** Data listing **
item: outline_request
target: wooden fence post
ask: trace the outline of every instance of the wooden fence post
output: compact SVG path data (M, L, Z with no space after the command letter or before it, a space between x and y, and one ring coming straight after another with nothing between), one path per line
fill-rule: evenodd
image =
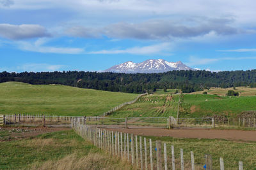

** Task **
Arrange the records above as a JSON list of strings, one string per line, omitting blank lines. Exclude the pictures from the list.

** Final result **
[
  "item: outline_request",
  "target: wooden fence post",
  "ask: trace the outline of every instance of the wooden fence post",
  "output: compact SVG path data (M, L, Z with no space after the command letter or before it, a space between x and y, and one ring coming straight after another with nothing between), one path per line",
  "fill-rule: evenodd",
  "image ="
]